THIS AGREEMENT is made on the …………..day of……….20……., entered into by the Host and the Company (Host and Company collectively referred to as the “Parties” or individually as the “Party”) and includes that Party’s successors and assigns.
In consideration of covenants and agreements contained in this agreement, and other good and valuable consideration, the receipt of which is hereby acknowledged, Parties agree to the following terms and conditions and to be bound thereby:
COMMENCEMENT AND DURATION
This agreement shall be valid from __________________________until termination.
The services offered by the Host to the Company shall be hosting a Hotspot. The services shall be provided at a contract sum (term defined below). The Parties accept this contract and agree to devote their time and attention to the professional performance of their duties.
The Company shall pay the Host 20% of the hotspot’s earnings for each calendar month of hosting. A partial first month will be pro-rated. Payment shall be due on the first business day of each month for a period of one month (or less, if pro-rated).
The payment shall be made through the following methods; (select preferred payment method)
☐ Payment in the native Helium cryptocurrency tokens earned by the hotspot (HNT). HNT will be sent to a Helium wallet address of the Host’s choice.
☐ Payment in an equivalent amount of CAD (Canadian dollars). The quantity of HNT tokens will be converted to CAD at the publicly available exchange rate at approximately 11:00 _____on the first business day of the month.
The conversion rate will be based on the Helium (HNT) Price Chart available at https://www.coingecko.com/en/coins/helium.If the coingecko website is unavailable for any reason, or if the Company at its discretion deem to use another source for the exchange rate, a substitute may be used and the Host will be provided with the source of the exchange rate information.
Funds will be transferred to the Host via EFT, bank transfer, or other electronic means.
Any and all costs associated with the transfer or the conversion of tokens will be deducted from the payment made to the Host.
The Company agrees to pay the Host the contract sum when it falls due.
PARTIES’ REPRESENTATIONS AND WARRANTIES.
The Parties represent and warrant the following: There is no contractual obligation to which they are subject, which prevents them from entering into this contract or performing their duties entirely under this contract.
LIABILITY OF THE PARTIES
A Party shall be compensated for damages caused by the other Party. No Party shall be held liable for any damages, where:
The damage has been occasioned by the other Party, their representatives, employees, or agents, or
The damage has been caused by an event beyond the control of the Party, e.g., force majeure or accidents provided that the Party has taken all reasonable precautions, due care, reasonable alternative measures, and minimal delay all to carry out the terms of this agreement.
AUTONOMY (select one)
Except as otherwise provided in this agreement;
☐ The Company will work at the Host’s direction.
☐ The Company will have complete control over their working time, methods, and decision-making concerning the provision of the services per the agreement. The Company will work autonomously and not at the direction of the Host. The Company shall, however, be responsive to the reasonable needs and concerns of the Host.
The relationship of the Parties hereto is that of an independent contractor. Accordingly, the Parties hereto are not deemed agents, partners, or joint venturers of the others for any purpose due to this agreement or the transactions contemplated thereby.

DIRECTIVE 1 →
According to the hotspot hosting agreement, what share of the hotspot's earnings does the Company pay the Host?
DIRECTIVE 2 →
Summarize the hotspot hosting agreement in two sentences.

DATA RECORDS →
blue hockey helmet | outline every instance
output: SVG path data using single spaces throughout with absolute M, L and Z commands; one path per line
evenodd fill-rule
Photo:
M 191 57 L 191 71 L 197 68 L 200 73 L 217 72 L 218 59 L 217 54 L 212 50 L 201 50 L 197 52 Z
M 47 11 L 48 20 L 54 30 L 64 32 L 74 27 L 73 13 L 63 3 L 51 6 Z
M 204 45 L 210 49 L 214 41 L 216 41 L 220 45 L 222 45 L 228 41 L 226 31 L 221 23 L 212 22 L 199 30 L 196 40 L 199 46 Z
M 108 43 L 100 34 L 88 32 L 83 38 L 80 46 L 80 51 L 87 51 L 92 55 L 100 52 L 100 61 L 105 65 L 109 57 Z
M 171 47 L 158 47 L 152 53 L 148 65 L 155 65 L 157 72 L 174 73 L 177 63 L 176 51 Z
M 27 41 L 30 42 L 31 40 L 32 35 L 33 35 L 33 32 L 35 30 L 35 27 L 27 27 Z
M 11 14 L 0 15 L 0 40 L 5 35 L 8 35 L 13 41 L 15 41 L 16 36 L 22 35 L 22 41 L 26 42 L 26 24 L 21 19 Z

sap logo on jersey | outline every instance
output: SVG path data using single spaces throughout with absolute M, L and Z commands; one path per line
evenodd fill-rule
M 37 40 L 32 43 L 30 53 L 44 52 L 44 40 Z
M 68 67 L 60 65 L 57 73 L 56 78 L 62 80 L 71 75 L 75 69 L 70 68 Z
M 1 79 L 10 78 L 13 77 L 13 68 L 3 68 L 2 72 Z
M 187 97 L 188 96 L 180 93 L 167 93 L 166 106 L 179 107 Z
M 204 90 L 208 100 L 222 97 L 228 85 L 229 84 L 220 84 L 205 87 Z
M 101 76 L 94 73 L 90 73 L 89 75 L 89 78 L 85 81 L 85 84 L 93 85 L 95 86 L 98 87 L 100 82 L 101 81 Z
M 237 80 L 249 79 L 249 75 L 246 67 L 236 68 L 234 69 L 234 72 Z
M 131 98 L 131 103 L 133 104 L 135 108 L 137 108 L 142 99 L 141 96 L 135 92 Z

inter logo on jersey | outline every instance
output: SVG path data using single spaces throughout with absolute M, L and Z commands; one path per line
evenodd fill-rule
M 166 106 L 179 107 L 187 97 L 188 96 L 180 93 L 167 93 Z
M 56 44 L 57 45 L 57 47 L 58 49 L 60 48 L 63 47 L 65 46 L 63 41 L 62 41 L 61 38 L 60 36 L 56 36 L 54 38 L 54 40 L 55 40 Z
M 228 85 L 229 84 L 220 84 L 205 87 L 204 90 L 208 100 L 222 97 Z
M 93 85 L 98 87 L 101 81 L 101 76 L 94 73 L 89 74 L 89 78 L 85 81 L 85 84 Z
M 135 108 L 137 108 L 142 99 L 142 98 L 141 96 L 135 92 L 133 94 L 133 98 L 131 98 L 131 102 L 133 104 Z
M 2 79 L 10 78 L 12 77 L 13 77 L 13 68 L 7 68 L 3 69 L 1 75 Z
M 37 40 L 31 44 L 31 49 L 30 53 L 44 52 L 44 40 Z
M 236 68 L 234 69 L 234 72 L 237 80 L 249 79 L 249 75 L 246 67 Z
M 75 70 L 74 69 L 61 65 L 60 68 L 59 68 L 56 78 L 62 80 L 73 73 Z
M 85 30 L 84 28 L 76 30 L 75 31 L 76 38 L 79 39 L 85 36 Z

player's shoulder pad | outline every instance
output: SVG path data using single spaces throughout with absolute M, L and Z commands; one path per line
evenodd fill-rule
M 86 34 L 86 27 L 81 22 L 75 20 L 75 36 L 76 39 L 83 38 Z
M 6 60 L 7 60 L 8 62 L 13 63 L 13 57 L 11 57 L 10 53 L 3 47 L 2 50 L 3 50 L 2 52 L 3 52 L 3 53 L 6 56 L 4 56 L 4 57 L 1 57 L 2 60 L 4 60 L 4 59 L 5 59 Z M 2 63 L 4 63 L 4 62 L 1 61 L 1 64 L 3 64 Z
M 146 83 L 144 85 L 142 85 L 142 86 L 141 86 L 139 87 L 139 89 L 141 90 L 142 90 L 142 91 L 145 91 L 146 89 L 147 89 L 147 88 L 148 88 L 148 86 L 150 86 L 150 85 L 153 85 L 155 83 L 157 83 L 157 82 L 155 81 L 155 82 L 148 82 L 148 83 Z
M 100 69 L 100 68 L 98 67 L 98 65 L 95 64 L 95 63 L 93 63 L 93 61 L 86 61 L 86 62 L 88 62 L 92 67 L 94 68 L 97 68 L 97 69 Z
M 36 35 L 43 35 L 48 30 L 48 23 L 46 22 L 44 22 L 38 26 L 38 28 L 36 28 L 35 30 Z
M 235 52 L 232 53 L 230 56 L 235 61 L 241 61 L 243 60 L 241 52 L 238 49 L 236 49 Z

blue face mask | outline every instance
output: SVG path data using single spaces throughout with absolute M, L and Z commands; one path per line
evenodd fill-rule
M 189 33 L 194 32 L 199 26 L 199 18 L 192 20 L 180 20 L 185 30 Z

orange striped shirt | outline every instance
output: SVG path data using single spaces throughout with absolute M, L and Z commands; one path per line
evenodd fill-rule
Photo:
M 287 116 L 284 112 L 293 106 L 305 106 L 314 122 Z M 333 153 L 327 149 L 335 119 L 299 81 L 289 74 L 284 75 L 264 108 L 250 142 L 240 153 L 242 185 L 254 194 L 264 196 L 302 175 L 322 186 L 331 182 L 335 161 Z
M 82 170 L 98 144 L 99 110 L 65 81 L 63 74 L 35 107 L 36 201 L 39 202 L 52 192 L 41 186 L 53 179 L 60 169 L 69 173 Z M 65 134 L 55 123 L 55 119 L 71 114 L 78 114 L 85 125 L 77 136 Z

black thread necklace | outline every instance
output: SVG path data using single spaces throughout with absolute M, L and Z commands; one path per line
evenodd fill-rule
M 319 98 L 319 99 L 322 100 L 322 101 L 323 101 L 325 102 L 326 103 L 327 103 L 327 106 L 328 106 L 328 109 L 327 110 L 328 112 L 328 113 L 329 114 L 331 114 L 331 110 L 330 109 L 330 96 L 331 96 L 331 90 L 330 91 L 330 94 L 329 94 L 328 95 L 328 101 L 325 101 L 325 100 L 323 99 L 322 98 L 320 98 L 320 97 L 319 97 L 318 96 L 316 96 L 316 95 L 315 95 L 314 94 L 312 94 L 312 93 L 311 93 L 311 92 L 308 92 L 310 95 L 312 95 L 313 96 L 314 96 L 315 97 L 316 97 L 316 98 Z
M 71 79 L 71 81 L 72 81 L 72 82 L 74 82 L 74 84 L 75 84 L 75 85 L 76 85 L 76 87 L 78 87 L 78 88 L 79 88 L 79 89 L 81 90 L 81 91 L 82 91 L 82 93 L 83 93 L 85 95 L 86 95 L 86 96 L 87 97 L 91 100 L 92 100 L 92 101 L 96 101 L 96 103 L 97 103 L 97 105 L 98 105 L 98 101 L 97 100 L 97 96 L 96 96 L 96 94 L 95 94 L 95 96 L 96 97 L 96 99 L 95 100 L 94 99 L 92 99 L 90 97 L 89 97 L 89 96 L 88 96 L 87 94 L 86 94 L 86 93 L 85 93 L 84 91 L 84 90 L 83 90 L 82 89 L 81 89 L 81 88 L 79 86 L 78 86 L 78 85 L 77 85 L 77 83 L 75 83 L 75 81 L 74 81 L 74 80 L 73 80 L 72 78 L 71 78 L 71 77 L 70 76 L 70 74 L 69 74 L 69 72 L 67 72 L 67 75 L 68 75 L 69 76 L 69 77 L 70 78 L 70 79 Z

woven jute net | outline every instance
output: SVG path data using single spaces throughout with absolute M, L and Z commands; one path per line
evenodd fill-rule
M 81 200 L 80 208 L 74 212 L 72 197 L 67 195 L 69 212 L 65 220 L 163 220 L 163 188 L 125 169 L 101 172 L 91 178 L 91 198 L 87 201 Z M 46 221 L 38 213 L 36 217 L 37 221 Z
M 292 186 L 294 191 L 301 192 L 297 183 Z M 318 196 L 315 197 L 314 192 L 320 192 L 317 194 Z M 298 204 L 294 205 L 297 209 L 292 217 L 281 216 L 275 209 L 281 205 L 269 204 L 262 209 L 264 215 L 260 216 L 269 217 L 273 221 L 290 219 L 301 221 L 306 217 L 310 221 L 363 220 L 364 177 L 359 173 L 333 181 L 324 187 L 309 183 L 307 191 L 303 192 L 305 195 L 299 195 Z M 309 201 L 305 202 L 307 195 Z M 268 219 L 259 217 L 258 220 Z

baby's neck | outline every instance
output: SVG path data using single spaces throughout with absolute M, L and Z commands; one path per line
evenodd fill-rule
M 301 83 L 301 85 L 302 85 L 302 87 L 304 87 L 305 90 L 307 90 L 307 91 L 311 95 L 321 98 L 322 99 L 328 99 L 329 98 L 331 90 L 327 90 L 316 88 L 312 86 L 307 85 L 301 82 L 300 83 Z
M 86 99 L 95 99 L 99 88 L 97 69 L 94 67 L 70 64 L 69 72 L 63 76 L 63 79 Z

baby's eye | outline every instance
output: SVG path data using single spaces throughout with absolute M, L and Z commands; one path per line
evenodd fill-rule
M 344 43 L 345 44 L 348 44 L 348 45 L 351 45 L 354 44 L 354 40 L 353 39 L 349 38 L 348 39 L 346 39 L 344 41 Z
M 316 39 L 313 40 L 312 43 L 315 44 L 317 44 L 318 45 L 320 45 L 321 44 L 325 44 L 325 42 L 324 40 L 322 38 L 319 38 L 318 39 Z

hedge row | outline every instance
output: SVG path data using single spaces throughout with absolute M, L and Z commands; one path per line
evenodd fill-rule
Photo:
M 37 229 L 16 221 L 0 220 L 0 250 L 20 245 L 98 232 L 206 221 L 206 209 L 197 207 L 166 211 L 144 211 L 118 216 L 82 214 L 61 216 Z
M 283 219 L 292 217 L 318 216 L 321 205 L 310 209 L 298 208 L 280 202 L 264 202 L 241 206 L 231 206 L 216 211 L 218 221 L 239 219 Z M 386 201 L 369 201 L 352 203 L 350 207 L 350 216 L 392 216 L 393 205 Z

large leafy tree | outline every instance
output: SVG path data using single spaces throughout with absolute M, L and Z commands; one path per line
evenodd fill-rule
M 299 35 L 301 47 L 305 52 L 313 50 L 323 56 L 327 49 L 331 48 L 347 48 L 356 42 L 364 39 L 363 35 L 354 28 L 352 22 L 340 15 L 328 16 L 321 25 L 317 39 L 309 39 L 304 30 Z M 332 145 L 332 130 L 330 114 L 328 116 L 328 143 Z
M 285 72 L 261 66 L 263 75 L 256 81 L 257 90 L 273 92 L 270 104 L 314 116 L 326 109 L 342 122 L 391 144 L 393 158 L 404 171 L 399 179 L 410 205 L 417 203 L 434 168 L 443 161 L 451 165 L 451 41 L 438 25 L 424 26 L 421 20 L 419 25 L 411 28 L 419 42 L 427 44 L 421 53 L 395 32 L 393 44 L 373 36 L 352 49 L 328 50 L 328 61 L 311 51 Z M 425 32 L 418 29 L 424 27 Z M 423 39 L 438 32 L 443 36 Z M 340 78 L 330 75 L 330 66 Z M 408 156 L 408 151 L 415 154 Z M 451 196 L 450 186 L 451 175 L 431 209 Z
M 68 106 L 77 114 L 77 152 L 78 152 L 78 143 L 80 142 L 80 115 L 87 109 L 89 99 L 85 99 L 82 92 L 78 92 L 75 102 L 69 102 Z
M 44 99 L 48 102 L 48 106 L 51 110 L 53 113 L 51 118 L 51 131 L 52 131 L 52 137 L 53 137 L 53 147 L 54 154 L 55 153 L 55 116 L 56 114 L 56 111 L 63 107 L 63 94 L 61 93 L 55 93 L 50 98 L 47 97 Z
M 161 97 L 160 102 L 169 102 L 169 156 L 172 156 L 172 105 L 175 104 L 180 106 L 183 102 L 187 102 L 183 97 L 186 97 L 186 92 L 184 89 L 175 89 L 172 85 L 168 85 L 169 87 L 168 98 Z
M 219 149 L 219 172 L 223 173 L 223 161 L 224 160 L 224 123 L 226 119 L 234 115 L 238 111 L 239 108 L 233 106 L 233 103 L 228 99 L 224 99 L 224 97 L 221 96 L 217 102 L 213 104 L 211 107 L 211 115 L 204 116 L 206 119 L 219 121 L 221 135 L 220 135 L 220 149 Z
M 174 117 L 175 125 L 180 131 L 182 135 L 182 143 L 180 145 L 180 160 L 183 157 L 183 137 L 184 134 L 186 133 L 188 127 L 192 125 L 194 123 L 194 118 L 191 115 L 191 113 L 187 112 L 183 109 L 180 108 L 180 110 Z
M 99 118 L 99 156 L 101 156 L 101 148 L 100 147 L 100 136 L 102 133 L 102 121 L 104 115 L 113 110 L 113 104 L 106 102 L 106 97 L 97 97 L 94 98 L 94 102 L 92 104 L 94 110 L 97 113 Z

EXERCISE OUTPUT 1 →
20% of the hotspot's earnings for each calendar month of hosting.

EXERCISE OUTPUT 2 →
Under the agreement, the Host hosts a hotspot for the Company, which pays the Host 20% of the hotspot's monthly earnings, pro-rated for a partial first month and due on the first business day of each month. Payment is made either in HNT tokens or in Canadian dollars at a publicly available exchange rate, with transfer and conversion costs deducted, and the Parties are independent contractors rather than agents, partners, or joint venturers.